- Aim
Write out every entry below word for word, leaving the pictures out.

======== Material for the task ========

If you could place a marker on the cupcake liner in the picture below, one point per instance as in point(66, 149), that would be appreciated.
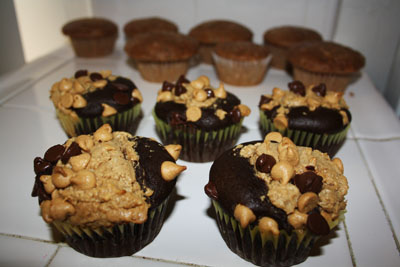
point(124, 121)
point(117, 241)
point(198, 145)
point(266, 249)
point(329, 143)
point(241, 73)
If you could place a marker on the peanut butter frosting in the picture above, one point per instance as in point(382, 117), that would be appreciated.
point(92, 180)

========

- Output below
If you could place a marker on the cupcake liner in the picture below, one point per instance as in point(66, 149), that would be appreciated.
point(124, 121)
point(117, 241)
point(198, 145)
point(266, 249)
point(329, 143)
point(241, 73)
If you could place a marker on the peanut butter frosting in the picture above, one point per instance as in point(382, 117), that would be appreciated.
point(92, 180)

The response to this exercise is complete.